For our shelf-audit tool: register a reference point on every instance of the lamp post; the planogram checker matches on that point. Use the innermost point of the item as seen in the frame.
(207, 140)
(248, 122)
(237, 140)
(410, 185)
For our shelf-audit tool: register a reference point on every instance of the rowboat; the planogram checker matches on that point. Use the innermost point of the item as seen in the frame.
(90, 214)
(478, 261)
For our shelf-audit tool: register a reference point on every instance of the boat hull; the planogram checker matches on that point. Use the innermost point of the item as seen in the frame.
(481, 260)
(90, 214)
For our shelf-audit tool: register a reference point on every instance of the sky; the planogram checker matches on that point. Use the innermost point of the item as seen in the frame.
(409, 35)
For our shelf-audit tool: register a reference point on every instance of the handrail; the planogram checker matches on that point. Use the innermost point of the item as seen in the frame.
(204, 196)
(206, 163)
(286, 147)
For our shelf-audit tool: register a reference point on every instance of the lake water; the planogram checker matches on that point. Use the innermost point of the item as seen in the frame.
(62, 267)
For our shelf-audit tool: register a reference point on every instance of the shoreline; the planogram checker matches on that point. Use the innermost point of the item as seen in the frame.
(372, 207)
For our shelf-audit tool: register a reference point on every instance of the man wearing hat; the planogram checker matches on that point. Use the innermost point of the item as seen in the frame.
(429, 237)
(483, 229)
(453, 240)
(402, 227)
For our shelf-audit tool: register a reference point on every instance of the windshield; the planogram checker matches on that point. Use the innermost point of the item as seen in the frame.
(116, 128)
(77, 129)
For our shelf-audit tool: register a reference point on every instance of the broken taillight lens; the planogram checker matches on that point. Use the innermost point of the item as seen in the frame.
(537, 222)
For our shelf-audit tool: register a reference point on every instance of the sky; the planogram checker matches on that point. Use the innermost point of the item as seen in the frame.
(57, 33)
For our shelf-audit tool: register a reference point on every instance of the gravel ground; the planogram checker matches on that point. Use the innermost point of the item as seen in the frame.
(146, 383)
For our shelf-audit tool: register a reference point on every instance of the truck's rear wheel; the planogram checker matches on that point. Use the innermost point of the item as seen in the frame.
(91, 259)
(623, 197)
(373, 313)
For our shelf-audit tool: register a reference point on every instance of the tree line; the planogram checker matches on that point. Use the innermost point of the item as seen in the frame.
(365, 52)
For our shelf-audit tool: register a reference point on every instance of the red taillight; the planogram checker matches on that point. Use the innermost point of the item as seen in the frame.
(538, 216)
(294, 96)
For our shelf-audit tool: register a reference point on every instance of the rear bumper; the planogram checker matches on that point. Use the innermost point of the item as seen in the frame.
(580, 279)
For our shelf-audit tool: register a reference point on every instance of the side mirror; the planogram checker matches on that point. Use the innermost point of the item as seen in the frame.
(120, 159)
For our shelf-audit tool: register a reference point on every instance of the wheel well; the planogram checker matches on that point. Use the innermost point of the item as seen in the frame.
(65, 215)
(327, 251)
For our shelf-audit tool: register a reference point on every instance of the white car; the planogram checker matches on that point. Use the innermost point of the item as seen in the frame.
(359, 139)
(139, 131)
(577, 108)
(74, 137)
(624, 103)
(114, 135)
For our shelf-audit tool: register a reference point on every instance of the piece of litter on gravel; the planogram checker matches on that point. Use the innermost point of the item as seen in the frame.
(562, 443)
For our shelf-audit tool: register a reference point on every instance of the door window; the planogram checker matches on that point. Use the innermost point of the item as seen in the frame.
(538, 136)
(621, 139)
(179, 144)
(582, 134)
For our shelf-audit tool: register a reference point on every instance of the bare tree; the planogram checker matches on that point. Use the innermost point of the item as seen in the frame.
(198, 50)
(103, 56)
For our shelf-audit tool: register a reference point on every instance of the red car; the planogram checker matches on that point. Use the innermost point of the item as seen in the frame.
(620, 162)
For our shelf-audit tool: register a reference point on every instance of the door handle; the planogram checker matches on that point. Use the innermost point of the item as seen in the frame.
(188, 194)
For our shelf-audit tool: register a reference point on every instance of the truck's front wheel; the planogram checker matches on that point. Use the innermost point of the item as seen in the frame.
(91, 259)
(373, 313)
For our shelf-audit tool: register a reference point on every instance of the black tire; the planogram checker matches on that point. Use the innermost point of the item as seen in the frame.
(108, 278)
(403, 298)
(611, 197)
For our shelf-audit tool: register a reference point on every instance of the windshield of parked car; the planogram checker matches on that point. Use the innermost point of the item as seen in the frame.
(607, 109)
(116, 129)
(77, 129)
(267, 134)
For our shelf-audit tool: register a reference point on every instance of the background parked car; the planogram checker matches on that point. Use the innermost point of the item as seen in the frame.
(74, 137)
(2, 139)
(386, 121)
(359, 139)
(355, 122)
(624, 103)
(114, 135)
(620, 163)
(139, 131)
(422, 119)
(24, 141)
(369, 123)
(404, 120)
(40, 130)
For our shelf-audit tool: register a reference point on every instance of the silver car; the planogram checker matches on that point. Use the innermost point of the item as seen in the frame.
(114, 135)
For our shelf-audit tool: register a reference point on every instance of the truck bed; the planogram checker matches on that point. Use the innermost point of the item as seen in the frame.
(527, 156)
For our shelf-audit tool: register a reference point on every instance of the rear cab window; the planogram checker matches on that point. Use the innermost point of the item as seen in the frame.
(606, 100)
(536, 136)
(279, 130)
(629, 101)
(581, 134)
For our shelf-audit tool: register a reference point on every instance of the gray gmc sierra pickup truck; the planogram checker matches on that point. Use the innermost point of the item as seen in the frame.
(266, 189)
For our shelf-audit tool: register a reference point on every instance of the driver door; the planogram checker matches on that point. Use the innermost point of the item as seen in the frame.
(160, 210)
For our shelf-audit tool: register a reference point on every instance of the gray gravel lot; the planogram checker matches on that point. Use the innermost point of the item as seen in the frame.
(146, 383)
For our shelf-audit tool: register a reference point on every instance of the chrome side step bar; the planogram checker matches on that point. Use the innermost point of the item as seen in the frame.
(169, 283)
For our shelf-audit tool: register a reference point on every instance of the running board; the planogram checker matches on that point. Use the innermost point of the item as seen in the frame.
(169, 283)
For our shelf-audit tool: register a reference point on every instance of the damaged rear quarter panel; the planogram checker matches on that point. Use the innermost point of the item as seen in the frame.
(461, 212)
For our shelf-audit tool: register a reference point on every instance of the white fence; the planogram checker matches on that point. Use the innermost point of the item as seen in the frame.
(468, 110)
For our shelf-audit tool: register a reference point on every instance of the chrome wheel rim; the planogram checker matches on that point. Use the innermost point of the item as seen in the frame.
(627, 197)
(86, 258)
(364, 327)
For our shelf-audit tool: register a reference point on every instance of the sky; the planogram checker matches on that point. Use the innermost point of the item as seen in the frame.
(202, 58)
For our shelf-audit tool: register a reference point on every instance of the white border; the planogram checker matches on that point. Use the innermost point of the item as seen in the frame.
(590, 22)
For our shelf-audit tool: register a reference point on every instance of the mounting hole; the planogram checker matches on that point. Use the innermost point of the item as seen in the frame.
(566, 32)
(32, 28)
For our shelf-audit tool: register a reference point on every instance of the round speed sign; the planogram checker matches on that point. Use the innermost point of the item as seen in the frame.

════

Directions: From the listing above, extract every line exactly as it stands.

Finished task:
For our shelf-audit tool: register a reference point on every instance of the lamp post; the planogram checker matches on that point. Use the innermost point of the item as seen in the frame.
(207, 140)
(248, 122)
(237, 140)
(410, 185)
For our shelf-audit tool: register a reference point on every instance of the rowboat; the planogram checker matches on that point. Use the innermost point of the item as seen in the frame.
(90, 214)
(478, 261)
For our shelf-audit tool: register a reference point on every instance of the boat hull; the planogram checker matches on that point. Use the innermost point of the item as seen in the frame.
(481, 260)
(90, 214)
For our shelf-audit tool: register a reference point on every instance of the sky; the planogram checker matches on that point. Use the innermost point of the item as seen in the frame.
(409, 35)
For our shelf-audit tool: register a reference point on every instance of the handrail; the planogram checker matches on that point. Use the innermost point of the item as seen in the frame.
(204, 196)
(206, 163)
(286, 147)
For our shelf-audit tool: register a reference point on every instance of the lake water; the planogram checker matches on that point. Use the innermost point of the item as seen in the frame.
(62, 267)
For our shelf-audit tool: register a reference point on every instance of the shoreline; the planogram checker matches on that point. Use the innermost point of the item as seen in the frame.
(372, 207)
For our shelf-audit tool: register a reference point on every instance of the man wearing hat; the planogram checker matches on that point. Use the innermost point of the item as seen in the frame.
(429, 237)
(483, 229)
(453, 240)
(402, 227)
For our shelf-audit tool: register a reference point on every instance of the windshield; the planogram checker matches on that point. Use the innermost point of the item as seen in the frame.
(116, 128)
(77, 129)
For our shelf-audit tool: register a reference point on every instance of the broken taillight lens; the planogram checker matches on that point. Use the innermost point of the item as seen in the frame.
(537, 222)
For our shelf-audit tool: register a reference point on every instance of the sky; the planogram checker matches on that point. Use the innermost point of the item as seen in the frame.
(57, 33)
For our shelf-audit tool: register a reference point on every instance of the gravel ground; the planogram checker matches on that point. Use the innermost point of the item as seen in the frame.
(146, 383)
For our shelf-audit tool: register a reference point on every instance of the truck's rear wheel; the planogram checker matches on that point. Use the innermost point of the item as seen in the frame.
(91, 259)
(623, 197)
(373, 313)
For our shelf-audit tool: register a reference point on every instance of the tree line; the planogram checker matches on that point. Use the innermost point of the item as seen in the frame.
(365, 52)
For our shelf-audit tool: register a reference point on every instance of the red taillight; the planogram checker matches on that point. Use the innermost point of the item as seen in the frame.
(538, 216)
(294, 96)
For our shelf-audit tool: register a reference point on every instance of the rear bumper; the planogram checker matches on that point. Use the innermost point of the item as seen in the frame.
(580, 279)
For our shelf-audit tool: register a reference point on every instance of the side mirror; the planogram checker matches on that point. Use the innermost point of the item as seen in the frame.
(120, 159)
For our shelf-audit tool: register a reference point on every instance of the wheel well; the planogram checker matches on that point. Use the innermost point of the item as seen in the frame.
(65, 215)
(327, 251)
For our shelf-audit tool: register a reference point on every instance of the white car; the planogram checker matches on that point. Use the innermost point of the item as seen in the frame.
(359, 139)
(139, 131)
(577, 108)
(74, 137)
(624, 103)
(114, 135)
For our shelf-audit tool: register a reference point on every instance of the piece of litter on gravel; the planogram checker matches on that point. Use the innermost point of the item as seen in the frame.
(562, 443)
For our shelf-audit tool: register a reference point on every instance of the door window; the planogram checker matches on that point. Use the innermost point of the item as seen in the frame.
(538, 136)
(621, 139)
(179, 144)
(582, 134)
For our shelf-audit tool: register a reference point on every instance of the bare tree; the planogram checker matches on that point. Use the innermost point of the item as seen in the frame.
(198, 50)
(103, 56)
For our shelf-audit tool: register a reference point on every instance of the red car; the planogram checker matches on that point. Use the innermost point of the item as seen in the frame.
(620, 162)
For our shelf-audit tool: register a reference point on every instance of the door handle; the planogram checker matches on that point. Use the innermost point of the item as seen in the frame.
(188, 194)
For our shelf-audit tool: register a reference point on every instance of the truck's front wheel; the planogram checker matches on that point. Use the innermost point of the item as seen in the frame.
(91, 259)
(373, 313)
For our shelf-audit tool: register a reference point on every instance of the black tire; the planogram checker matches on that point. Use the innermost point of the item as seen in the frame.
(108, 278)
(403, 298)
(611, 197)
For our shelf-audit tool: register a reference point on every instance of the windshield of parked car; the planogram checker matches on that point. Use the innermost point of the item as seen in the frame.
(607, 109)
(116, 129)
(77, 129)
(267, 134)
For our shelf-audit tool: register a reference point on every instance of the background parked car; the planogram checker matches on that point. Use the innermost point of the item as seen in the frame.
(74, 137)
(2, 139)
(386, 121)
(359, 139)
(355, 122)
(624, 103)
(114, 135)
(620, 163)
(139, 131)
(422, 119)
(24, 141)
(369, 123)
(404, 120)
(40, 130)
For our shelf-audit tool: register a reference point on every instance of the silver car; the planogram checker matches on that point. Use the innermost point of the item as seen in the frame.
(114, 135)
For our shelf-audit tool: register a reference point on every instance of the truck bed; the planogram checker matches on that point. Use the innermost point of the item as seen in the frame.
(527, 156)
For our shelf-audit tool: register a reference point on every instance of the rear cab window; the planogram checker matches on that point. Use the innermost point of the item as seen in the frame.
(606, 100)
(536, 136)
(279, 130)
(629, 101)
(581, 134)
For our shelf-audit tool: register a reference point on every instance of the gray gmc sierra pickup truck; the planogram checker matches on that point. Use the innermost point of the item as seen in the frame.
(266, 189)
For our shelf-audit tool: register a reference point on every instance of the driver door; the planogram checker matches on that point. Use the innermost point of the item as seen in the frame.
(160, 210)
For our shelf-audit tool: register a reference point on every instance of the gray gravel lot; the planogram checker matches on that point. Use the innermost point of the item as seen in the frame.
(146, 383)
For our shelf-audit tool: register a reference point on every instance of the chrome side step bar; the planogram checker matches on that point. Use the innermost point of the item as seen in the frame.
(169, 283)
For our shelf-audit tool: register a reference point on every instance of the running board; the planogram checker matches on that point. Use the innermost point of the item as seen in the frame.
(169, 283)
For our shelf-audit tool: register a reference point on every instance of the damaged rear quarter panel; the planogram checker matches on that point. Use the innermost point of the item as seen in the frame.
(461, 212)
For our shelf-audit tool: register a reference point on every instance of the white fence; the planogram checker matches on that point. Use the innermost point of the item as seen in the frame.
(468, 110)
For our shelf-audit tool: register a reference point on every instance of the chrome wheel rim; the planogram checker matches on that point. Use the innermost point of the item as seen in the frame.
(627, 197)
(86, 258)
(364, 327)
For our shelf-audit tool: register a reference point on every instance of the sky; the planogram checker matches on that point. Use the innermost point of the item as seen in the frame.
(202, 58)
For our shelf-audit tool: register a reference point on every instance of the white border; the planogram checker matches on that point. Use the innermost point of the item as seen in the frame.
(590, 22)
For our shelf-audit tool: register a reference point on every instance of the mounting hole; the planogram checker matches on that point. Use the innermost point of the item as seen in the frame.
(566, 32)
(32, 28)
For our shelf-audit tool: register a reference point on every instance of the round speed sign; the planogram checker matches on that point. Use the innermost point of the item as seen in the frame.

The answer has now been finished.